Task: Filter the entries for lines with the word "street".

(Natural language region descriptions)
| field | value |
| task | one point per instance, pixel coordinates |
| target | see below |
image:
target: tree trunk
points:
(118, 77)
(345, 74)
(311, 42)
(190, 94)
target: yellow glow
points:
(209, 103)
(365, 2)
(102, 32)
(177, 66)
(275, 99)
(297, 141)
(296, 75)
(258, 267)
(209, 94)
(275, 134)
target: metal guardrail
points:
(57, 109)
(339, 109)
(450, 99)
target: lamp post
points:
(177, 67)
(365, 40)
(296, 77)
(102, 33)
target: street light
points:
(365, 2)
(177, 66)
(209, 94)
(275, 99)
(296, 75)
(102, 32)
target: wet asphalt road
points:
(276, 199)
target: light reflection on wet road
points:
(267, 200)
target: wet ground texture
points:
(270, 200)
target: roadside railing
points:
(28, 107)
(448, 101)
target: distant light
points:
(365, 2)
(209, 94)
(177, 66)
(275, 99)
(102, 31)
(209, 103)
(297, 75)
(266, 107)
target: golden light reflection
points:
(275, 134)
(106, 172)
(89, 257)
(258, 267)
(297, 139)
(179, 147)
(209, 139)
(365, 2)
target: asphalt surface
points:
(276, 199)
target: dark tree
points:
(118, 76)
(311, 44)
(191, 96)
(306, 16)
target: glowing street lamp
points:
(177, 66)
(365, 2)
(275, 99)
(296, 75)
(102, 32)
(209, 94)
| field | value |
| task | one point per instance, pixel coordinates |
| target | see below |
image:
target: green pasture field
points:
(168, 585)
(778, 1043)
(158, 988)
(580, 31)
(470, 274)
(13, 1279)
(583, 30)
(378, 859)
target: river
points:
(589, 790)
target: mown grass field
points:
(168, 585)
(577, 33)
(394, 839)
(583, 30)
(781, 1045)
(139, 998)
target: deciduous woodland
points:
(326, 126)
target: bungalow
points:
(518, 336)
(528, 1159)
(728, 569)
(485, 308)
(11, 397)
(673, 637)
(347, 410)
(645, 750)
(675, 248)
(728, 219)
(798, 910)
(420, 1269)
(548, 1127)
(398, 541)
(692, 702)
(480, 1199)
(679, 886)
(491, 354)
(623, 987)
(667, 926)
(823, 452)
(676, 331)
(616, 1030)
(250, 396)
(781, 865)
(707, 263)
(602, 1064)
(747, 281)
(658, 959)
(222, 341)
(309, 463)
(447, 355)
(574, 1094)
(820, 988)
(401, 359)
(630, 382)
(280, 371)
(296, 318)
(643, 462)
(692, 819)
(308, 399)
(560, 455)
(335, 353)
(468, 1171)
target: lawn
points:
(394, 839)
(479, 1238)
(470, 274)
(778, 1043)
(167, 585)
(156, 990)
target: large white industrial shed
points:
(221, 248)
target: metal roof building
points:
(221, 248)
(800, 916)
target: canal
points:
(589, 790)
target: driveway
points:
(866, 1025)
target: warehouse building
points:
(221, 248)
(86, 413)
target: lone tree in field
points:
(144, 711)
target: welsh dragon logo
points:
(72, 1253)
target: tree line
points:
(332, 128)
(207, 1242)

Answer for the task:
target: street light
target: glowing street lamp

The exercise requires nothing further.